* **YOUR GOAL**:
Each line in the listing below needs to be transcribed exactly.

# # # # # # #

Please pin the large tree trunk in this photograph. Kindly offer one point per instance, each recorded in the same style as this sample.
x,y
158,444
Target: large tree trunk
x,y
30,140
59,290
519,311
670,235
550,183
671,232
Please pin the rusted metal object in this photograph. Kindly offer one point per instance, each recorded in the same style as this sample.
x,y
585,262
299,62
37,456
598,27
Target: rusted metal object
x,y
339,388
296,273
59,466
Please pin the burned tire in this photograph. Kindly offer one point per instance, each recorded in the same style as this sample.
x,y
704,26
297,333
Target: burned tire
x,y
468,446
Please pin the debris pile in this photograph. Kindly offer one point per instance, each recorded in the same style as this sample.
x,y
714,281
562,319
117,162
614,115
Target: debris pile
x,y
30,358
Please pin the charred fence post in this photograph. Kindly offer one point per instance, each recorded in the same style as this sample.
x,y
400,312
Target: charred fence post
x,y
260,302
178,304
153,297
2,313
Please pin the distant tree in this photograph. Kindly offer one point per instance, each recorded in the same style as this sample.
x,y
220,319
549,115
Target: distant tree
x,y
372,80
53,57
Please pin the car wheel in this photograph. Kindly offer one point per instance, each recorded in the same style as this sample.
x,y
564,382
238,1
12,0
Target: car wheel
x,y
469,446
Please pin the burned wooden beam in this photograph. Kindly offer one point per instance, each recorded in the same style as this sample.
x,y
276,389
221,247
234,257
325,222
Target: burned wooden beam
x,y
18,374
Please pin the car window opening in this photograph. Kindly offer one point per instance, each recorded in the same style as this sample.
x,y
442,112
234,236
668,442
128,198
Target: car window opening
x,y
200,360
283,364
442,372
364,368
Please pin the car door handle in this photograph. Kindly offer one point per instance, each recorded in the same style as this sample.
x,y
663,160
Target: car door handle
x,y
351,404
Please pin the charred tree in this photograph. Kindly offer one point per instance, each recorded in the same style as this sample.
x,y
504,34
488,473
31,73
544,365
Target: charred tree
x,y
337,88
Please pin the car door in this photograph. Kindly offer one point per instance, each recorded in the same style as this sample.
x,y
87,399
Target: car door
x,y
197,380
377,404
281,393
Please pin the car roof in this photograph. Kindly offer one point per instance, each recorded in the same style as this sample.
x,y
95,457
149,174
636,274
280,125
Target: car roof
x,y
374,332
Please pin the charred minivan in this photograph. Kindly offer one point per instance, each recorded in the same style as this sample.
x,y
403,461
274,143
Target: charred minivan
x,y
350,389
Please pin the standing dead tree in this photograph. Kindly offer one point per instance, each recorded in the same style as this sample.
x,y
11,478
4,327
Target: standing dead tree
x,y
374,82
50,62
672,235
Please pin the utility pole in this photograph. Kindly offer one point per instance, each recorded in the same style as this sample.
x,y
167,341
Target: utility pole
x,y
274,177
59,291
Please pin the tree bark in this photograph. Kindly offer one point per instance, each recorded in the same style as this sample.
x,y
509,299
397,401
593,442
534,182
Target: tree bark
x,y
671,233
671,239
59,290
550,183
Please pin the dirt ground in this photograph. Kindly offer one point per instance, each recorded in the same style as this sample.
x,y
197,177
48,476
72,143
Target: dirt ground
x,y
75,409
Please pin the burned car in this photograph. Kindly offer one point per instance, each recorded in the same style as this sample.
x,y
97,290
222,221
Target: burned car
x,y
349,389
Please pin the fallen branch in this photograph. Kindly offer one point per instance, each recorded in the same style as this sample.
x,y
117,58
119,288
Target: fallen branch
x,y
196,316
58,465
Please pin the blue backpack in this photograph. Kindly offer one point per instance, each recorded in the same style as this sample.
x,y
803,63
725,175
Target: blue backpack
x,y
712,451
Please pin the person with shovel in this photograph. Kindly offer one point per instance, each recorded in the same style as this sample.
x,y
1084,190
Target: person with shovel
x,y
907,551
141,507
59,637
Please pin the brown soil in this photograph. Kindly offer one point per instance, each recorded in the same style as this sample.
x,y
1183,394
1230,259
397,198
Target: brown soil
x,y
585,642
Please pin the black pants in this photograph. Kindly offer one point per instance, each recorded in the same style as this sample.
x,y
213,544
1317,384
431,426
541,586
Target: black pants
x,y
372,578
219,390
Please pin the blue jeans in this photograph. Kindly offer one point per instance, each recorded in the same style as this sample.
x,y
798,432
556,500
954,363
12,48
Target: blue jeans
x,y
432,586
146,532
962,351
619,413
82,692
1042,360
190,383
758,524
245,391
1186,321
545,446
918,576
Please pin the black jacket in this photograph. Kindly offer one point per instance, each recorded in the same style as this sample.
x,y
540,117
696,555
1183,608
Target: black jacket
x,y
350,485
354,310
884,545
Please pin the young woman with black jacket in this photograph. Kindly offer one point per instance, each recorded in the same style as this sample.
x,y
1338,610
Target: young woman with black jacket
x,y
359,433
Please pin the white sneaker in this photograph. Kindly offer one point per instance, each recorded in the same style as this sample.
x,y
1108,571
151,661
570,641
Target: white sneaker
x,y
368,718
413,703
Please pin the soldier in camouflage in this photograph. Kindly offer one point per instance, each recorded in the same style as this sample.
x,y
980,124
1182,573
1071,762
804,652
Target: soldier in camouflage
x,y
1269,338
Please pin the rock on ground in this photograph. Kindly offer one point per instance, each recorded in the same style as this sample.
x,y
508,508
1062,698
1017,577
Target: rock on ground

# # # # # # #

* **YOUR SOLUTION**:
Please pin the large tree trunk in this photograph. Kindly offer one point per instance, each recorded in the same style as this sample.
x,y
158,444
Target: large tree trunk
x,y
30,140
59,290
519,311
670,235
550,183
671,232
Please pin the rusted metal object in this photograph. Kindly offer one point per instance, each recorded in the same style as this sample.
x,y
585,262
299,62
37,456
598,27
Target: rusted metal object
x,y
339,388
296,273
59,466
Please pin the burned tire in this photograph. Kindly offer one point per instance, each recorded in the same style as this sample.
x,y
704,26
297,333
Target: burned tire
x,y
468,446
Please pin the debris pile in this photograph. Kindly offer one point per instance, each recorded in the same style as this sample.
x,y
714,281
562,319
117,162
614,115
Target: debris pile
x,y
30,358
Please pin the charred fence post in this photograph. Kindly offer one point per instance, each recorded in the same style as this sample.
x,y
400,312
Target: charred fence post
x,y
260,302
178,304
153,297
2,313
Please pin the distant tree in this photograph. Kindly offer one point per instance, each recorded in the same style as this sample.
x,y
220,319
549,115
Target: distant tree
x,y
372,80
53,57
Please pin the car wheel in this photograph. Kindly offer one point per instance, each recorded in the same style as this sample.
x,y
564,382
238,1
12,0
Target: car wheel
x,y
469,446
Please pin the burned wooden beam in this photograph. Kindly offer one point per instance, each recorded in the same style as this sample.
x,y
276,389
221,247
234,257
325,222
Target: burned wooden beam
x,y
18,374
Please pin the car window opening in this photograph. Kindly offer one point per instance, each recorded in the same style as this sample.
x,y
442,112
234,236
668,442
128,198
Target: car window opening
x,y
200,360
283,364
442,372
364,368
Please pin the car door handle in this photograph. Kindly offer one point per instance, each recorded in the same style as this sample.
x,y
663,160
Target: car door handle
x,y
351,404
Please pin the charred tree in this photograph. Kindly offer one point per instance, each recorded in the same style as this sample.
x,y
504,34
488,473
31,73
544,365
Target: charred tree
x,y
337,88
Please pin the car door in this photograph. Kindly offer one point per instance, each recorded in the same style as this sample.
x,y
87,399
Target: car door
x,y
197,380
377,404
281,393
Please pin the car roof in this photograph. Kindly offer one point per instance, each recorded in the same style as this sample.
x,y
95,457
149,174
636,274
280,125
Target: car roof
x,y
374,332
Please pin the charred minivan in this photograph. Kindly offer one point per instance, each recorded in the same style as this sample.
x,y
403,461
274,143
Target: charred minivan
x,y
350,389
Please pin the standing dead tree in this photograph. Kindly offer one point per instance, each recorded in the same style as this sample.
x,y
11,478
4,327
Target: standing dead tree
x,y
374,82
50,62
672,235
Please pin the utility pole in this photograph. Kindly offer one point per instance, each recorded in the same style as this sample.
x,y
167,341
Target: utility pole
x,y
274,177
59,291
Please pin the tree bark in this photograph. Kindly offer one point per instance, each recorded in the same style as this sample.
x,y
509,299
397,401
593,442
534,182
Target: tree bark
x,y
671,233
671,239
59,290
550,183
Please pin the dirt ground in this photograph. Kindly offer one point per instance, each recorded in the same style as this sample.
x,y
197,177
48,476
72,143
Target: dirt ground
x,y
75,409
Please pin the burned car in this photograph. Kindly offer one point per instance, each recorded in the same style as this sample.
x,y
97,290
222,221
Target: burned car
x,y
349,389
Please pin the fallen branch in this photograph. Kindly offer one point per instance, each recorded in the same style as this sample.
x,y
117,58
119,288
Target: fallen branch
x,y
196,316
58,465
Please pin the blue backpack in this photograph. Kindly offer one point per instance, each recorded in the same style as this sample.
x,y
803,63
725,175
Target: blue backpack
x,y
712,451
Please pin the person with shovel in this photograph. Kindly offer one point per instance, each recorded in the same style as this sample.
x,y
1084,190
Target: person with shovel
x,y
907,551
141,507
59,637
Please pin the brown soil in this photograph. Kindly offer one point per instance, each recorded in the same style as this sample.
x,y
1183,394
1230,259
397,198
Target: brown soil
x,y
585,642
Please pin the black pants in this photograph. Kindly offer one point per instance, each recorded in the same style as this sample.
x,y
213,544
1317,384
431,426
541,586
Target: black pants
x,y
372,578
219,390
Please pin the blue jeans in this photograph. Kindly offer one point per instance, each recorded in the same style as this sample.
x,y
798,432
556,500
954,363
12,48
Target: blue jeans
x,y
432,586
146,532
962,351
619,413
82,692
1042,360
190,383
758,524
245,391
1186,321
545,446
918,576
Please pin the black jacket in this photograph. Kindly offer one point per instance, each recorded in the same style as this sample.
x,y
540,117
696,555
1183,608
Target: black jacket
x,y
350,485
354,310
884,545
Please pin the young woman with black jacket in this photograph. Kindly offer one point per instance, each recorded in the same style as this sample.
x,y
1338,610
Target: young woman with black jacket
x,y
359,433
Please pin the white sneaker in this photograph. Kindly offer one point per instance, each recorded in the same style as this sample.
x,y
1108,571
151,661
570,641
Target: white sneaker
x,y
368,718
413,703
Please pin the soldier in camouflage in this photograph. Kindly offer one point per instance, each recorded in the same style as this sample.
x,y
980,124
1182,573
1071,762
804,652
Target: soldier in camouflage
x,y
1269,338
Please pin the rock on ground in this photograph. Kindly offer one point per instance, each recorded in the same style as this sample.
x,y
508,508
1062,698
1017,577
Target: rock on ground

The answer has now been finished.